TASK REQUIREMENTS ::
A word-for-word transcription of the data below is required.

Segment Start: DATASET EXTRACT

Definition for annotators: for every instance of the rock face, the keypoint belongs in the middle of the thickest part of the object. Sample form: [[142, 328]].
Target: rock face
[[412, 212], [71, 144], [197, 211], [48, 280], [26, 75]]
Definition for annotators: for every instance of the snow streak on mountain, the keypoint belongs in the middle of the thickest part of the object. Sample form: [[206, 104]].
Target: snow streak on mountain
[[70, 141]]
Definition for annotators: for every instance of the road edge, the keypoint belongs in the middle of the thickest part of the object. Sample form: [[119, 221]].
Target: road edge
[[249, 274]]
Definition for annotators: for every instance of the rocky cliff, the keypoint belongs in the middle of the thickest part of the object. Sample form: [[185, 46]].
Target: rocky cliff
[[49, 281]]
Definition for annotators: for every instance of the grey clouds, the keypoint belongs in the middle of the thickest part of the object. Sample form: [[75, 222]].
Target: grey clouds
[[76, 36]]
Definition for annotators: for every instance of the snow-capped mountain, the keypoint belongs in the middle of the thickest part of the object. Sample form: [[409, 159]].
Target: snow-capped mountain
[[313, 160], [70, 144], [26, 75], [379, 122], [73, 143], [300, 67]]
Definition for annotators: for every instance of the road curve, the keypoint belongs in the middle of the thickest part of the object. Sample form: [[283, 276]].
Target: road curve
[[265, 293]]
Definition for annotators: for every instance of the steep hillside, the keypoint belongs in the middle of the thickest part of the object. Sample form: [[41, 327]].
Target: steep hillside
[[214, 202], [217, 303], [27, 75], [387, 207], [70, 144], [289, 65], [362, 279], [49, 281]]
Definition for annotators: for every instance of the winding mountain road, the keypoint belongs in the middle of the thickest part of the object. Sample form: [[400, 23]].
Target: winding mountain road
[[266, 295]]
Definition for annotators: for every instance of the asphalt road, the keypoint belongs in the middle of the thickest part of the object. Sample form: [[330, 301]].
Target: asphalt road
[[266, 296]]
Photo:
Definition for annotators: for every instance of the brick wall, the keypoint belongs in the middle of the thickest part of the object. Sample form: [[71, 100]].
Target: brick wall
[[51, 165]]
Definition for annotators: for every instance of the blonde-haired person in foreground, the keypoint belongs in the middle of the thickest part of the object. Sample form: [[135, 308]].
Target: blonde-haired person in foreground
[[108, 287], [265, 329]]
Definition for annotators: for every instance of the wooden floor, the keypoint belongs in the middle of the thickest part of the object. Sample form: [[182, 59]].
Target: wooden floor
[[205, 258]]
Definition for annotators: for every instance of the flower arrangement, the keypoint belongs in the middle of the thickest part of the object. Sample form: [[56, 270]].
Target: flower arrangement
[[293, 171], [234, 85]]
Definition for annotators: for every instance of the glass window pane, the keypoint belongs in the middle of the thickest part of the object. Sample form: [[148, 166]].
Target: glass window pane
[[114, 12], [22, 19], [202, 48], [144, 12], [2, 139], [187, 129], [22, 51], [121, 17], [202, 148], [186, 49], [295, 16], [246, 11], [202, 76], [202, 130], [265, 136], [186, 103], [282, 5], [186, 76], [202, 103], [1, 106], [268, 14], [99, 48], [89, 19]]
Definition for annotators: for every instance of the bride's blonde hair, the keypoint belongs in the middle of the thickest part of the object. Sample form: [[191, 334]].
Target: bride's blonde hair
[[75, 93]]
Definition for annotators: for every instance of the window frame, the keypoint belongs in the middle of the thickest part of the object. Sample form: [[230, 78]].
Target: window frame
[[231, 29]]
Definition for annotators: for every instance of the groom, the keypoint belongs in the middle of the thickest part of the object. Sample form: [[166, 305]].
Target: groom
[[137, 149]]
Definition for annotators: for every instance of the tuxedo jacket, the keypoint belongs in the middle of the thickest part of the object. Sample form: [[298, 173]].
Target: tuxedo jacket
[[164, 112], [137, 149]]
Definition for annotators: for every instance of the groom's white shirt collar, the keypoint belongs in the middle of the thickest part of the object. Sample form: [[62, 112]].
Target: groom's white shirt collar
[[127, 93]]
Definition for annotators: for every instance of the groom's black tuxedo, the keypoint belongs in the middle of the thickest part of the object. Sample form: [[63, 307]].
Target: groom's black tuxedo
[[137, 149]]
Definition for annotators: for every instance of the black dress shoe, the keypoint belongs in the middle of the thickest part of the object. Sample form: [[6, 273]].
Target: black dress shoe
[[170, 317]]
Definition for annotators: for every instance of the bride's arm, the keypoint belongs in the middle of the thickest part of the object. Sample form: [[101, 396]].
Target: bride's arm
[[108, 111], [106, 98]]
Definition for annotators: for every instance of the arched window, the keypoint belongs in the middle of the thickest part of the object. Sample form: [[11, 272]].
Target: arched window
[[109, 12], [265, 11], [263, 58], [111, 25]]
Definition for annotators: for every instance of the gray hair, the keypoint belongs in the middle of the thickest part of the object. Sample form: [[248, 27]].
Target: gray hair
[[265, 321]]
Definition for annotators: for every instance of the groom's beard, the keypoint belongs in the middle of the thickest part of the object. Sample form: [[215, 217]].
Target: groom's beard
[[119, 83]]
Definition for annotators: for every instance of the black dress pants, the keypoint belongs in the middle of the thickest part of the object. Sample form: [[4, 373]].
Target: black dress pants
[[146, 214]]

Segment End: DATASET EXTRACT

REPLY ::
Definition for annotators: for every instance of the rock face, the keypoint belongs in the middle of the thickest part of the object. Sample form: [[142, 328]].
Target: rock face
[[412, 212], [71, 144], [197, 211], [48, 280], [26, 75]]
Definition for annotators: for every instance of the snow streak on mountain, the keypoint belongs in the middle of the thickest part of the object. Sample form: [[206, 104]].
Target: snow streak on mountain
[[70, 141]]
Definition for annotators: for every instance of the road edge, the keypoint belongs in the middle of the thickest part of the object. Sample form: [[119, 221]].
Target: road edge
[[249, 274]]
Definition for annotators: for every instance of the rocky cliff, the keypoint belongs in the middle of the thickest part of the object. Sample form: [[185, 46]].
Target: rocky cliff
[[49, 281]]
Definition for annotators: for every instance of the grey clouds, the keypoint belongs in the middle of the thickest part of the object. Sample form: [[75, 222]].
Target: grey clouds
[[76, 36]]
Definition for annotators: for every instance of the snow-capped mountain, the keypoint belongs in the middle of the thickest part of the object. Sample form: [[409, 159]].
Target: snow-capped mountain
[[313, 160], [70, 144], [26, 75], [379, 122], [73, 143], [300, 67]]
Definition for annotators: for every instance of the road curve, the keypoint belongs in the middle of the thickest part of the object. Sample form: [[283, 276]].
Target: road curve
[[265, 293]]
Definition for annotators: for every instance of the steep hillside, the keypoint belongs in the middle of the thickest part of the object. Sample form: [[41, 327]].
Target: steep hillside
[[214, 202], [217, 303], [27, 75], [387, 207], [70, 144], [289, 65], [362, 279], [49, 281]]
Definition for annotators: for every instance of the winding mountain road, the keypoint belongs in the middle of the thickest part of the object. Sample form: [[400, 23]].
Target: winding mountain road
[[266, 295]]
Definition for annotators: for every instance of the asphalt road, the keypoint belongs in the middle of the thickest part of the object. Sample form: [[330, 301]].
Target: asphalt road
[[266, 296]]
Photo:
Definition for annotators: for every instance of the brick wall, the keypoint belongs in the middle of the thickest part of the object. Sample form: [[71, 100]].
Target: brick wall
[[51, 165]]
Definition for annotators: for every instance of the blonde-haired person in foreground, the keypoint belongs in the middle of the thickest part of the object. Sample form: [[135, 308]].
Target: blonde-haired person in foreground
[[108, 287], [265, 329]]
Definition for annotators: for every instance of the wooden floor, the keypoint belongs in the middle of the thickest part of the object. Sample form: [[182, 59]].
Target: wooden floor
[[205, 258]]
Definition for annotators: for every instance of the flower arrangement, the keypoint belongs in the middle of the thickest part of the object. Sample form: [[56, 270]].
Target: flower arrangement
[[293, 171], [234, 85]]
Definition for annotators: for every instance of the glass window pane, the keypoint belongs in the middle of the thickest part of the object. Sample form: [[148, 166]].
Target: glass window pane
[[114, 12], [22, 19], [202, 48], [144, 12], [2, 139], [187, 129], [22, 51], [121, 17], [202, 148], [186, 49], [295, 16], [246, 11], [202, 76], [202, 130], [265, 136], [186, 103], [282, 5], [186, 76], [202, 103], [1, 106], [268, 14], [99, 48], [89, 19]]
Definition for annotators: for every instance of the bride's blonde hair, the keypoint belongs in the middle of the thickest part of the object. Sample form: [[191, 334]].
Target: bride's blonde hair
[[75, 93]]
Definition for annotators: for every instance of the window frame, the keypoint belongs in the middle of the thickest part of the object. Sample form: [[230, 78]].
Target: window frame
[[231, 29]]
Definition for annotators: for every instance of the groom, the keypoint belongs in the middle of the thickest part of the object. Sample form: [[166, 305]].
Target: groom
[[137, 149]]
Definition for annotators: for every instance of the tuxedo jacket, the keypoint belongs in the middle of the thickest part of the object. Sample form: [[298, 173]].
Target: tuxedo jacket
[[164, 112], [137, 149]]
Definition for annotators: for every instance of the groom's white shirt collar, the keypoint belongs in the middle of the thickest part of the object. Sample form: [[62, 112]].
Target: groom's white shirt collar
[[127, 93]]
Definition for annotators: for every instance of the groom's black tuxedo, the keypoint belongs in the middle of the thickest part of the object. Sample form: [[63, 307]].
Target: groom's black tuxedo
[[137, 149]]
Definition for annotators: for every instance of the black dress shoe, the keypoint belongs in the middle of the thickest part of the object. Sample form: [[6, 273]].
Target: black dress shoe
[[170, 317]]
Definition for annotators: for every instance of the bride's arm, the keypoint belongs in the middle of the thickest part of the object. Sample form: [[101, 396]].
Target: bride's arm
[[108, 111], [106, 98]]
Definition for annotators: for every instance of the arched window, the keypoint belongs in the middle of the thickest part of the object. Sample form: [[11, 272]].
Target: arched window
[[109, 12], [265, 11], [263, 58], [111, 25]]
Definition for annotators: for every instance of the gray hair, the keypoint belongs in the middle of the thickest part of the object. Sample form: [[248, 27]].
Target: gray hair
[[265, 321]]
Definition for annotators: for every instance of the groom's beard, the keypoint belongs in the middle of the thickest part of the object. Sample form: [[215, 217]].
Target: groom's beard
[[119, 83]]
Definition for annotators: for every instance of the black dress pants, the keypoint belongs in the middle of the thickest part of the object. Sample form: [[4, 373]].
Target: black dress pants
[[146, 214]]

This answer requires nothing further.